— START OF RECORDS TO PROCESS —
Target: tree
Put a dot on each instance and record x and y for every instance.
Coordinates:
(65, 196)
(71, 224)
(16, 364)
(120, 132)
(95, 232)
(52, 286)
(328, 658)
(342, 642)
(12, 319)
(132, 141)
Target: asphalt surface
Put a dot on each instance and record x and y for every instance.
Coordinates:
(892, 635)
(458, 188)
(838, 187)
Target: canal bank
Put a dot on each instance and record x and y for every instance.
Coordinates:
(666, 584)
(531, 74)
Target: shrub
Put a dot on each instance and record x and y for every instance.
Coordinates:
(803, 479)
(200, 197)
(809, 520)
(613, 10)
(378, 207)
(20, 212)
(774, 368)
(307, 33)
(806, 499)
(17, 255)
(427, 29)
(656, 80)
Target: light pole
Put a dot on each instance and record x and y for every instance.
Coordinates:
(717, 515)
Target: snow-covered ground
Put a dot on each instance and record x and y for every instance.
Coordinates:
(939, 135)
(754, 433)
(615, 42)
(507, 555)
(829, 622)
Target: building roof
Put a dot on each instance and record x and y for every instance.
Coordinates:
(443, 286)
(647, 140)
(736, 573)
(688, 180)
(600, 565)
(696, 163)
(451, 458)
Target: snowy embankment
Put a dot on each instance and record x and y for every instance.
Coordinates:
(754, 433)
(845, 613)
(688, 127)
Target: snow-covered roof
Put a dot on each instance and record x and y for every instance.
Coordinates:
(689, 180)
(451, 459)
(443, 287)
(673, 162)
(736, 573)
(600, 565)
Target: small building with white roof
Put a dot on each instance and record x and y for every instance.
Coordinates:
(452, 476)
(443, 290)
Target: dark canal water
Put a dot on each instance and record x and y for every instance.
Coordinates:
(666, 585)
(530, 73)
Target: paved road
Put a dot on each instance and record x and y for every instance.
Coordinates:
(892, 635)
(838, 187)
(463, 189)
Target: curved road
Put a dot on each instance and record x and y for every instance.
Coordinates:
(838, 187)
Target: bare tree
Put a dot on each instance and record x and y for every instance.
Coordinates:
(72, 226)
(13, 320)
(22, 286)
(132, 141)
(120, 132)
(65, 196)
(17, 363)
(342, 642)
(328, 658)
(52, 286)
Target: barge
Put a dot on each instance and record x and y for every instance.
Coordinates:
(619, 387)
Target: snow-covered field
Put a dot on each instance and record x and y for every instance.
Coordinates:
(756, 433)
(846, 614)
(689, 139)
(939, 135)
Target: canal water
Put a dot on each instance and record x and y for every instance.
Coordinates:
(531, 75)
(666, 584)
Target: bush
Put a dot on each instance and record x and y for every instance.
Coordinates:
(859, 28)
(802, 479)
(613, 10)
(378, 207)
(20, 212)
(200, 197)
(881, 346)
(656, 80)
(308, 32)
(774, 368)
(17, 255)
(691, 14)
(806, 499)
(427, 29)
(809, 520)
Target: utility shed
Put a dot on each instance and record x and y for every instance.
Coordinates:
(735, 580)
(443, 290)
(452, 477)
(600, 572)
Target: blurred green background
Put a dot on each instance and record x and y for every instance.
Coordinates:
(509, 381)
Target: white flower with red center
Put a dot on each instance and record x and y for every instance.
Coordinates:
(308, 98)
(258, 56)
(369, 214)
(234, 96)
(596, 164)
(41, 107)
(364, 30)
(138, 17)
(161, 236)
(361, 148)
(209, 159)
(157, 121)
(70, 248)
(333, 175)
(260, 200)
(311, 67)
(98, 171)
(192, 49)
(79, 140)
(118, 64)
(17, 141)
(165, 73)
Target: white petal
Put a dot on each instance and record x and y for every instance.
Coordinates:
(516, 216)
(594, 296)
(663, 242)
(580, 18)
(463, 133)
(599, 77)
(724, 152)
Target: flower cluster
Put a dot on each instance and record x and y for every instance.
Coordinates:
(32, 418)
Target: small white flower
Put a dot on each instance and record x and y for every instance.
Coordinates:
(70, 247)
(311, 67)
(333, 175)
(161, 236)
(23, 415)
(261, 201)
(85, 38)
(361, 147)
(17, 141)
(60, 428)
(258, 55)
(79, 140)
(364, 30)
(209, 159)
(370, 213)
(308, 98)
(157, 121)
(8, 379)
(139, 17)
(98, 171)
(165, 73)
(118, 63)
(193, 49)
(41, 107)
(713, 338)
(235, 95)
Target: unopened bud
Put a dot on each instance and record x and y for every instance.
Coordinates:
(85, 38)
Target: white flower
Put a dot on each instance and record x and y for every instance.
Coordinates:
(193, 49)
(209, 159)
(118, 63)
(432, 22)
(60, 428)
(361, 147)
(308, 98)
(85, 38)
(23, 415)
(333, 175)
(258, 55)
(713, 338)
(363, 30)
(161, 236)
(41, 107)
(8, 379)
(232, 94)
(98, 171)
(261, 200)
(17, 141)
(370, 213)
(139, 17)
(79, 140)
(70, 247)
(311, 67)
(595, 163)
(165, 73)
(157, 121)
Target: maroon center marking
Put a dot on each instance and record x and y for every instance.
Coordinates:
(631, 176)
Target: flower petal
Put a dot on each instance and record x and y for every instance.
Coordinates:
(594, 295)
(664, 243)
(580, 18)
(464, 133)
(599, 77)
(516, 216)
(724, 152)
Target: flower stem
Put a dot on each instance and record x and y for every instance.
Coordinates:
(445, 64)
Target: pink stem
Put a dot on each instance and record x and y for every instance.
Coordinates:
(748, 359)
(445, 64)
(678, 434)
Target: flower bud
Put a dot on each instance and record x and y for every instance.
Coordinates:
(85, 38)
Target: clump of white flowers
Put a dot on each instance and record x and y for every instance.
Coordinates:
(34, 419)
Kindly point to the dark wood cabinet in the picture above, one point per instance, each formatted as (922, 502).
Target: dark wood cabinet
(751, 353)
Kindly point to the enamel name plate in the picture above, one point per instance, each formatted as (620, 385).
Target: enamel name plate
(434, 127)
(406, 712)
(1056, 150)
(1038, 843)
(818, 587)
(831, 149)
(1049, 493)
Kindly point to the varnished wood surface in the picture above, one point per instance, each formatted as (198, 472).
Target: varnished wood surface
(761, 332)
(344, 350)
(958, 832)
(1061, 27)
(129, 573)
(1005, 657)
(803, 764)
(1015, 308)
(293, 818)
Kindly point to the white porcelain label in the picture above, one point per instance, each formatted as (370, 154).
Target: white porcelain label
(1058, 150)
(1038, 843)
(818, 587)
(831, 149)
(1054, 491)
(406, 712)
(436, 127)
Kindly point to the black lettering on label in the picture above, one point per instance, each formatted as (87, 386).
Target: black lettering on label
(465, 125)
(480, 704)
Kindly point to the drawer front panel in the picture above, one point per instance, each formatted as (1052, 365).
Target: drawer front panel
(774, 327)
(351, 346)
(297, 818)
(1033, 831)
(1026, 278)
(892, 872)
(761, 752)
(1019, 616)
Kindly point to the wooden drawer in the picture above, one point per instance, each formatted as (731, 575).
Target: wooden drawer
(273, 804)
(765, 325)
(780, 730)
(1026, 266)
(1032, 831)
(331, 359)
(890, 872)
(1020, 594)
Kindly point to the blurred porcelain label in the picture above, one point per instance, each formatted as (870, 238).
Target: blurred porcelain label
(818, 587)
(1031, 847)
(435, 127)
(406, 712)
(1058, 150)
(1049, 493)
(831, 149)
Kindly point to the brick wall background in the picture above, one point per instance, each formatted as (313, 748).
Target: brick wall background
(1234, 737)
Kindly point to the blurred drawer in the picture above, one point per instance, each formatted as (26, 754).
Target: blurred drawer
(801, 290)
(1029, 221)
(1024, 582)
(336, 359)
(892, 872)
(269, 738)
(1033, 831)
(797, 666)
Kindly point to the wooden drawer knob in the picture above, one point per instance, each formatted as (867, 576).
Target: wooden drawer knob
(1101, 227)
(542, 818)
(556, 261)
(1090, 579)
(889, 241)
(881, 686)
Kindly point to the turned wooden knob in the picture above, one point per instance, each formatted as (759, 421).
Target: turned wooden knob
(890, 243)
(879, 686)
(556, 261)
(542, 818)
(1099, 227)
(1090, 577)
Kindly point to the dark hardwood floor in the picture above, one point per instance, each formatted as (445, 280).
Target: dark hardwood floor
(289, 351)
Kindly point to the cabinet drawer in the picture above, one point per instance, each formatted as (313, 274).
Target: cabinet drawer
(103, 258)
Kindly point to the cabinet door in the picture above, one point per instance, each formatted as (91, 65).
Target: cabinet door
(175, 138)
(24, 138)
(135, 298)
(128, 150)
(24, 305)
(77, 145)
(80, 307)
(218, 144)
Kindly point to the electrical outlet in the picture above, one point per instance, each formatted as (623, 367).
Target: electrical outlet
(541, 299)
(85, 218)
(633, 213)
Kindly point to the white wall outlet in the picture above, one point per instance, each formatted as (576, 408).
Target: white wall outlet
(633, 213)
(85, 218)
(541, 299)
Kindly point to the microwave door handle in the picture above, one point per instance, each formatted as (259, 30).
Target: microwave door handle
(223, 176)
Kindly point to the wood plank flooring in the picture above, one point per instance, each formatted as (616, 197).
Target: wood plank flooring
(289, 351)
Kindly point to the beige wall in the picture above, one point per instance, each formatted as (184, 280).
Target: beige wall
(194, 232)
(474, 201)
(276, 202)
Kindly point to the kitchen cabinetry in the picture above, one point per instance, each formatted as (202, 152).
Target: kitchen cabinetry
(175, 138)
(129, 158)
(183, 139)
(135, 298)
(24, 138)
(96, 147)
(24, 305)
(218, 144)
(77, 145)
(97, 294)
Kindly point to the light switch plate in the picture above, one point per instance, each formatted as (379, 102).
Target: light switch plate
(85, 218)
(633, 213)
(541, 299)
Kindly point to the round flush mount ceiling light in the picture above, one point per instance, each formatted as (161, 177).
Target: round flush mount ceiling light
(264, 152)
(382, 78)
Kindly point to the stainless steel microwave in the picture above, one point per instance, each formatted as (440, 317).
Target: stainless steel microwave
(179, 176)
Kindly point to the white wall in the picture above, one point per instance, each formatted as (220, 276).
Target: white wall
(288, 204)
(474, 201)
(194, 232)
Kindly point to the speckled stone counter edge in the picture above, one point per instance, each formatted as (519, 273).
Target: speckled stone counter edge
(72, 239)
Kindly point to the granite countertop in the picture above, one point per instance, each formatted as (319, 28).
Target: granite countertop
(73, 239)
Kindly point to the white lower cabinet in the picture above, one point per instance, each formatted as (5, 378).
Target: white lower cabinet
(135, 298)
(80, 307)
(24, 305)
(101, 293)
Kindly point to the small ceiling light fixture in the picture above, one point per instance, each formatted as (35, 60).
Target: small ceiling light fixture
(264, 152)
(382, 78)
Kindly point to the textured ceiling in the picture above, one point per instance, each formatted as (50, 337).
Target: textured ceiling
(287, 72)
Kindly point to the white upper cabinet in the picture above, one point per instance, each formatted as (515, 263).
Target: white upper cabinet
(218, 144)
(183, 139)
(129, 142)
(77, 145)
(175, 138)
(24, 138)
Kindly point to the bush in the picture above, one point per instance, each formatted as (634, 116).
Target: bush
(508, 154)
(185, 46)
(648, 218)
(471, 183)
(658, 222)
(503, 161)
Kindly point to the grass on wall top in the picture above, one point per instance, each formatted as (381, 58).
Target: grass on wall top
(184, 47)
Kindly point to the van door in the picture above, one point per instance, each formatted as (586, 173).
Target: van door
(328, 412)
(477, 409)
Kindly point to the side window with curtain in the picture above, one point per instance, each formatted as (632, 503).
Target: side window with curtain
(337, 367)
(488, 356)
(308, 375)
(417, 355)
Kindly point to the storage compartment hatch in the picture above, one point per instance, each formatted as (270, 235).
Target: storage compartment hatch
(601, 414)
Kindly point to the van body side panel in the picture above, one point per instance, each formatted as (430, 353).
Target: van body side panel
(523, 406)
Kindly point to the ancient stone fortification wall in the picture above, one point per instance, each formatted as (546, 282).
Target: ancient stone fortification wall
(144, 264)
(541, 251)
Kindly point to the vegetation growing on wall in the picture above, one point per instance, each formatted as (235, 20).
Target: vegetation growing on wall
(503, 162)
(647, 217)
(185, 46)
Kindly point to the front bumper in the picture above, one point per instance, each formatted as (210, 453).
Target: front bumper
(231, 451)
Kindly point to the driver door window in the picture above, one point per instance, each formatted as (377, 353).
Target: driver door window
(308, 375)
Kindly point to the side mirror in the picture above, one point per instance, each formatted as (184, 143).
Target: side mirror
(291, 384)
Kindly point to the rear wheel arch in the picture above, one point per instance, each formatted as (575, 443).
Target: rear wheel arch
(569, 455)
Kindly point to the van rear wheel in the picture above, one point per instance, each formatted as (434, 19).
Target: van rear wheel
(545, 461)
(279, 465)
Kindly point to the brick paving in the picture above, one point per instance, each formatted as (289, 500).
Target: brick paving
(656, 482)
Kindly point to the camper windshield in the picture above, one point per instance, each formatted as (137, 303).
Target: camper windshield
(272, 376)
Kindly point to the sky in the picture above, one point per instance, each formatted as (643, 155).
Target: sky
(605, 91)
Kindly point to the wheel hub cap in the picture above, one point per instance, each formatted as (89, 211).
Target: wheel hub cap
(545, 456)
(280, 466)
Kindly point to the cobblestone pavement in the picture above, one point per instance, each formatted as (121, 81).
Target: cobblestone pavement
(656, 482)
— END OF RECORDS TO PROCESS —
DESCRIPTION OF THE TASK: Return exactly the lines from the line bearing "Kindly point to the side mirror" to the end of the records, inclusive of both; include no other lines.

WRITTEN RESPONSE:
Kindly point to the side mirror in the picture above, one point per instance, each formatted as (184, 143).
Target: side mirror
(291, 384)
Kindly point to the rear wheel arch in the picture above, one point per instance, each formatted as (575, 443).
Target: rear wheel arch
(569, 455)
Kindly point to the van rear wheel in the picture above, one point per instance, each formatted as (434, 19).
Target: van rear wheel
(545, 461)
(279, 465)
Kindly point to the brick paving in the picture above, one point per instance, each formatted as (289, 500).
Target: brick paving
(656, 482)
Kindly point to the camper windshield in the picture above, one point per instance, each formatted as (137, 303).
Target: camper windshield
(272, 376)
Kindly point to the sky in the picture above, one point per instance, each formatted as (643, 155).
Target: sky
(605, 91)
Kindly point to the wheel hub cap in the picture above, one point per instance, each formatted as (89, 211).
Target: wheel hub cap
(545, 456)
(280, 466)
Kindly point to the cobblestone pavement in the picture above, one point per instance, each formatted as (121, 81).
Target: cobblestone pavement
(656, 482)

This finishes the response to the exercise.